GOAL
Which lines in the rows below contain the word "fish"? Pull out each of those lines and copy it.

[DATASET CONTENT start]

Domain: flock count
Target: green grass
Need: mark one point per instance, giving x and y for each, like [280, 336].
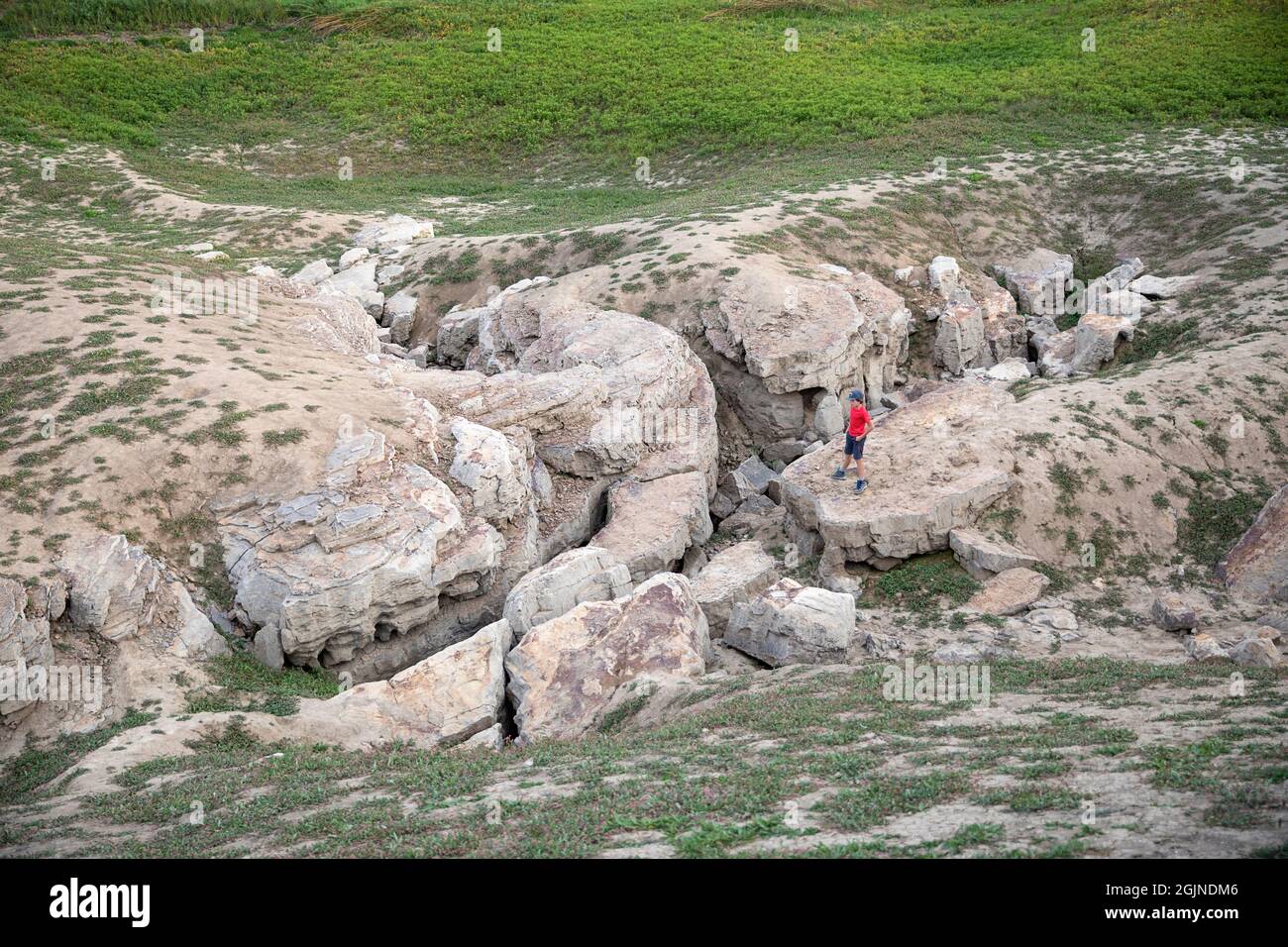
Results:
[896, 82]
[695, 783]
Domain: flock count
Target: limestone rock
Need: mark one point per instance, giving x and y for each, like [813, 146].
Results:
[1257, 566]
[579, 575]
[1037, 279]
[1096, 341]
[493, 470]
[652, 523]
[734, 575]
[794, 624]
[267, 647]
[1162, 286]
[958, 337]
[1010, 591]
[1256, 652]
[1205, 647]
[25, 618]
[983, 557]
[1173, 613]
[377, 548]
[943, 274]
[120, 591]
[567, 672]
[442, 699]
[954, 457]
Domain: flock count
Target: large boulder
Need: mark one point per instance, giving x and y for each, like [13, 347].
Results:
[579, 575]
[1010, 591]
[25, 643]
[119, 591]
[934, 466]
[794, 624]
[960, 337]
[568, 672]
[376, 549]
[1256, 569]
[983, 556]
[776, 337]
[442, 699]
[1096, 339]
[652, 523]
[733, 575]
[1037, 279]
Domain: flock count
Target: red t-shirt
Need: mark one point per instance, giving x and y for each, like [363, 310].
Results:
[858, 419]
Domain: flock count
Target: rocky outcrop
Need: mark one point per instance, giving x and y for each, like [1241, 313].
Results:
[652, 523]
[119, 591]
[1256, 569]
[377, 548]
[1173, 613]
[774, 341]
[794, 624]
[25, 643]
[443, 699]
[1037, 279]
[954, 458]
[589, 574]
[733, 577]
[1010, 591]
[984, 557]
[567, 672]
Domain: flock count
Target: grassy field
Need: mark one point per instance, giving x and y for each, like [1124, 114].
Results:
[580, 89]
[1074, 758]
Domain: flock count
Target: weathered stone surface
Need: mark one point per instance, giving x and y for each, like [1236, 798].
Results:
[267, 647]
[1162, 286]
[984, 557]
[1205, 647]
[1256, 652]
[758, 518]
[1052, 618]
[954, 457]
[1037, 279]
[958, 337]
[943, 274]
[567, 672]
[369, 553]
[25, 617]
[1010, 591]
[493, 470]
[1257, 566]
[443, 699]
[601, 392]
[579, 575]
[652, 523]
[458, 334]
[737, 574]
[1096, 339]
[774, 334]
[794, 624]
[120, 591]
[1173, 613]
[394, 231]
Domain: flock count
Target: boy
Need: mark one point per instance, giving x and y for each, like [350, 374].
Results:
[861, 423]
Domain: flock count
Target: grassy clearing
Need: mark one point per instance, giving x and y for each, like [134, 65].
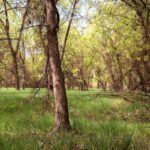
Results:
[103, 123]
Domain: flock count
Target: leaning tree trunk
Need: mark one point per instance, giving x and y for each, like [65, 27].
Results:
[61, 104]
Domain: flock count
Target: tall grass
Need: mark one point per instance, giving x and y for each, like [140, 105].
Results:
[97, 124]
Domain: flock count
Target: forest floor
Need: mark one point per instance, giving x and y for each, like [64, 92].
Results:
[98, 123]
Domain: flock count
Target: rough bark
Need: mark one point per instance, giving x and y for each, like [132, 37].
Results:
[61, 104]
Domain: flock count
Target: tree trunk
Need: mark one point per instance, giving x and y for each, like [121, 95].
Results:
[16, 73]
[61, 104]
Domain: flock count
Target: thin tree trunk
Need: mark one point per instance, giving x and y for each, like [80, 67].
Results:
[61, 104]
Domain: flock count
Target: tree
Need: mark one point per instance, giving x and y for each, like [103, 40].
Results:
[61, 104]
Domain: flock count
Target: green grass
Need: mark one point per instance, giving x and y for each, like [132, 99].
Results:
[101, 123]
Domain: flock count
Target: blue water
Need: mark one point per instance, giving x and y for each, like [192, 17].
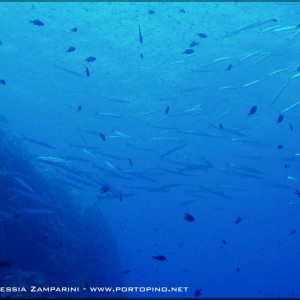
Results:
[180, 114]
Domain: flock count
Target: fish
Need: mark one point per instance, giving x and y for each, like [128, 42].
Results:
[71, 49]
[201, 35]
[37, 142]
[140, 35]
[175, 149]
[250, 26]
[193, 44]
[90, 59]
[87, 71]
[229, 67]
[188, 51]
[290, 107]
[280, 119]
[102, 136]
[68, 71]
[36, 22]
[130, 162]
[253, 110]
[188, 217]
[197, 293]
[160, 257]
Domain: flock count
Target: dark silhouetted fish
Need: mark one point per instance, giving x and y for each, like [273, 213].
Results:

[DATASET CONTENT end]

COMPLETED TASK
Target: fish
Target: dark silhouetted fish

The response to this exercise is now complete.